**Raw records**
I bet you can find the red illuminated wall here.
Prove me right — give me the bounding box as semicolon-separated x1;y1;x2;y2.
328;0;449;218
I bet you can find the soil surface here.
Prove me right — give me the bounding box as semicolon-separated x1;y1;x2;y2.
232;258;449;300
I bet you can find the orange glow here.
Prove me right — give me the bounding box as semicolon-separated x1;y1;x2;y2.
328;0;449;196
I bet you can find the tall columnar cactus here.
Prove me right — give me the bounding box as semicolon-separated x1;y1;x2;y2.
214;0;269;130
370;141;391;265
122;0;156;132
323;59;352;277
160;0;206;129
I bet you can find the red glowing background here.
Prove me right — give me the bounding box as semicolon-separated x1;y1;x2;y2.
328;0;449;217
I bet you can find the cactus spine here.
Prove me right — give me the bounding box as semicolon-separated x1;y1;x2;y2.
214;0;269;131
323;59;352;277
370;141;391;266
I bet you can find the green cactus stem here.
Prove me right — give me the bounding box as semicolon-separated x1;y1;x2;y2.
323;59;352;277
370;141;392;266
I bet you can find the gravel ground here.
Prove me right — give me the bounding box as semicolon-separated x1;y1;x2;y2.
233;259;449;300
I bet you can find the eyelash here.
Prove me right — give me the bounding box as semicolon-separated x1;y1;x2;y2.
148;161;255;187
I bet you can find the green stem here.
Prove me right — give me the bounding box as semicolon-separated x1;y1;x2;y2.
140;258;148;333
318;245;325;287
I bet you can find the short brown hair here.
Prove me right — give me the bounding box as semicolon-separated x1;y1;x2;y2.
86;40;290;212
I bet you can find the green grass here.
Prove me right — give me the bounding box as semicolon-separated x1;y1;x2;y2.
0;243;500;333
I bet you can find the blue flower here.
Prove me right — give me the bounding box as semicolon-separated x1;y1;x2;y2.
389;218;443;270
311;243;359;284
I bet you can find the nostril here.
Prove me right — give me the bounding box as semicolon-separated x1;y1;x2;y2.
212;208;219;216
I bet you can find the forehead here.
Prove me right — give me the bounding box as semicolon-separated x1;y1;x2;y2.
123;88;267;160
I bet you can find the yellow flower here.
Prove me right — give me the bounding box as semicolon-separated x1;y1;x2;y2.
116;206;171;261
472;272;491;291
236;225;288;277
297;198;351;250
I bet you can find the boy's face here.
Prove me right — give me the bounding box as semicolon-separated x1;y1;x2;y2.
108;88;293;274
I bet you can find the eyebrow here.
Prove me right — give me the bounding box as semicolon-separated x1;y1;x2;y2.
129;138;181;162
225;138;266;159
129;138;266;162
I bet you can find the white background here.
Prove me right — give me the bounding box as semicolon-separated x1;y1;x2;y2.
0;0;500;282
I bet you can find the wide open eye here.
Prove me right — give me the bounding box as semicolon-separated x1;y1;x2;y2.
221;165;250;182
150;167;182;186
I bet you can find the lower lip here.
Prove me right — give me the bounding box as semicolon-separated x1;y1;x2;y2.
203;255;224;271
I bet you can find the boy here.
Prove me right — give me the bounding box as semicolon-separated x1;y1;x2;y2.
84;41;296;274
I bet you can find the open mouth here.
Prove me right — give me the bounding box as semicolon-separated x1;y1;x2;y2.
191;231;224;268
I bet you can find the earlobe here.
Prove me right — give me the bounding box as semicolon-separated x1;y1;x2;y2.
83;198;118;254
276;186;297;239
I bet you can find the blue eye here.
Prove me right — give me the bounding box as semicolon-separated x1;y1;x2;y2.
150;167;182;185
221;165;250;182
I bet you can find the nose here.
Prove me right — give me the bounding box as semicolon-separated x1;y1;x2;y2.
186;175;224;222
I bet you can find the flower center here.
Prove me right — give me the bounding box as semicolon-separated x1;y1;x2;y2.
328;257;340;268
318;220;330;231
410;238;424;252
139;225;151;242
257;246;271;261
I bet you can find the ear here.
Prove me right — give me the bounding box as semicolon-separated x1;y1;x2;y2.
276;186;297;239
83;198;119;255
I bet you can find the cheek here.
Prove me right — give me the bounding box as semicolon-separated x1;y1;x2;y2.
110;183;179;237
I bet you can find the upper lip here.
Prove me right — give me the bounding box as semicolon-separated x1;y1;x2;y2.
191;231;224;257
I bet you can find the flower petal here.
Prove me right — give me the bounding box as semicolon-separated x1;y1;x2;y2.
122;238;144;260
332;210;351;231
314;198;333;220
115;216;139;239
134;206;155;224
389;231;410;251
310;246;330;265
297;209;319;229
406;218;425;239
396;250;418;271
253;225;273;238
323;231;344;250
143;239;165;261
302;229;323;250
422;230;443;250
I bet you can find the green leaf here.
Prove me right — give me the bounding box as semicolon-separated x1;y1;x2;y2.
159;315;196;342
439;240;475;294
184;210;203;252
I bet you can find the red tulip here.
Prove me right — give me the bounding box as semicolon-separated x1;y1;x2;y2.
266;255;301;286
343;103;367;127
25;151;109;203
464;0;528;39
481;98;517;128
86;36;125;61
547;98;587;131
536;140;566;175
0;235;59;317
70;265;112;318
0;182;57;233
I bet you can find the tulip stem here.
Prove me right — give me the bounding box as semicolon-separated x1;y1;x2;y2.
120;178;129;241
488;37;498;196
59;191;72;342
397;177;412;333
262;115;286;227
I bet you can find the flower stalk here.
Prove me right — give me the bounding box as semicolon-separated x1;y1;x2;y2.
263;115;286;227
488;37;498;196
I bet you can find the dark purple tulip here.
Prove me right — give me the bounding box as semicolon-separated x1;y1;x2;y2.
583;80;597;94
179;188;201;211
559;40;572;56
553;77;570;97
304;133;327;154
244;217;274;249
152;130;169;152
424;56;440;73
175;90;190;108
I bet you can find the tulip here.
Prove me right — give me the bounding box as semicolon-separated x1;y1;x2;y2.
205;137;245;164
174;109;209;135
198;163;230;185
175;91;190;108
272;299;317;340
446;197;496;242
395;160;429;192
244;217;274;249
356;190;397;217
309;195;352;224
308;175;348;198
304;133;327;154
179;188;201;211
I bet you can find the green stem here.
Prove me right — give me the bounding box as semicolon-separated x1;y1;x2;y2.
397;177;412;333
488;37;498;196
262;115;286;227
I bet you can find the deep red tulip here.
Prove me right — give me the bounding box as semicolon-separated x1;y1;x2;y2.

**Exercise**
Replace "flower petal" with "blossom petal" in the entries starting at the line that contains "I bet you can find the upper lip here." and ending at the line that contains "184;210;203;252", and give back only those lines with everything else unchanged.

**Result for this exercise**
I bet you can find the upper lip here.
Prove me right — give me the bounding box as semicolon-separated x1;y1;x2;y2.
191;231;224;257
I bet you can find the blossom petal here.
Prove me right — give me the bounding box as semicolon-separated x1;y1;x2;y2.
122;238;144;260
332;210;351;231
314;198;333;220
115;216;139;239
134;206;155;224
389;231;410;251
310;246;330;265
297;209;319;229
406;218;425;239
396;250;418;271
253;225;273;238
323;231;344;250
143;239;165;261
302;229;323;250
422;230;443;250
I bet you can find the green leaf here.
Prove me right — give me the bounding box as semicolon-separated x1;y1;x2;y2.
159;315;196;342
439;240;475;294
184;210;203;252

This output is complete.